▸ **SOURCE DATA**:
-*-*-

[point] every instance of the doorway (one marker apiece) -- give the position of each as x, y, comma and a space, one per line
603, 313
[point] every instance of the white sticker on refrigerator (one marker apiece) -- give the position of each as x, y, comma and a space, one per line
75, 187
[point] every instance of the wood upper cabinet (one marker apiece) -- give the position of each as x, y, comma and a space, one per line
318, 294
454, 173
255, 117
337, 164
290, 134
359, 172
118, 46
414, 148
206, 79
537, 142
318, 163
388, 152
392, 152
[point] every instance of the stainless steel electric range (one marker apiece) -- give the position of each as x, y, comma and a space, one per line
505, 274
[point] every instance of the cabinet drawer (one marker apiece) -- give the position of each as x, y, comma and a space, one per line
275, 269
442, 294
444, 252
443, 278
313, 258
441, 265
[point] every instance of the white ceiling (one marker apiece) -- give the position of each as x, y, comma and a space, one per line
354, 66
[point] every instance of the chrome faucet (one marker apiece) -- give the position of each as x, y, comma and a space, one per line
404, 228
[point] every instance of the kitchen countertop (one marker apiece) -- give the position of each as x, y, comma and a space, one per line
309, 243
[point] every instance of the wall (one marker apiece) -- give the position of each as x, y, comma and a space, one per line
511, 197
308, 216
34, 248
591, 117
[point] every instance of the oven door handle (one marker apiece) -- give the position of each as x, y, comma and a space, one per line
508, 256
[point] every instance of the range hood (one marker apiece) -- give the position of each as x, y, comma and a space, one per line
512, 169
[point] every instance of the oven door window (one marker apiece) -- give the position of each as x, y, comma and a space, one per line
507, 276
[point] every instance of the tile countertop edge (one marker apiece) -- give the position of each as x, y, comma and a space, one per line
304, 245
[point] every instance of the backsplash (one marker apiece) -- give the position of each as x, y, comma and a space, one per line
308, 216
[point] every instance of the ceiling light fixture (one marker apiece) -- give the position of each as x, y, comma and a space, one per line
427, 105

-*-*-

▸ **TASK ITEM**: Above are the entries; give them back verbatim.

▸ **RESPONSE TO THE TASK**:
[point] every instance of the doorway (one marker apiece) -- give the position of each as x, y, comma and a space, one per line
603, 313
[point] every instance of the white sticker on refrigerator (one marker apiece) -- give the position of each as x, y, comma and a space, one per line
75, 187
[point] every instance of the wood upper cabinet (one marker apiece) -- give the position of each as x, y, comma and a space, one per line
318, 294
454, 173
255, 117
337, 164
290, 134
359, 172
118, 46
414, 148
206, 79
537, 142
318, 163
388, 152
392, 152
[point] every instance of the stainless steel electric range (one marker apiece) -- give the position of each as x, y, comma and a space, one per line
505, 274
[point] every instance of the cabinet drawer (one marker apiece) -- give the position of each as x, y, comma and a space, one per line
275, 269
442, 294
444, 252
443, 278
313, 258
441, 265
[point] every instance of the white ceiling (one marker apiece) -- give the position of each as x, y, comma and a space, one per line
354, 66
[point] every instance of the chrome faucet (one marker apiece) -- give the position of each as x, y, comma and a space, one per line
404, 228
[point] every instance of the kitchen countertop (one marker apiece) -- give the position of each as x, y, comma and a space, one per line
309, 243
[point] every instance of the wall (one marker apiece) -- give the position of each as x, y, comma and a space, one per line
511, 197
308, 216
34, 248
591, 117
[point] every instance of the oven door handle (one marker apiece) -- give the position of each as x, y, comma and a space, one per line
508, 256
[point] every instance of the range hood (one marker apiece) -- give the position of each as x, y, comma and a space, one per line
512, 169
[point] every instance of the oven door window (one marker apiece) -- give the position of each as x, y, comma and a space, one per line
507, 276
[point] every instance of the tile countertop edge (one marker apiece) -- give the position of each as x, y, comma and a space, one per line
304, 245
[point] every instance of the backsplash (one marker apiece) -- give the position of each as x, y, comma and a space, one per line
308, 216
[point] every instance of the ceiling light fixture (one marker apiece) -- give the position of each as x, y, comma and a space, one per line
427, 105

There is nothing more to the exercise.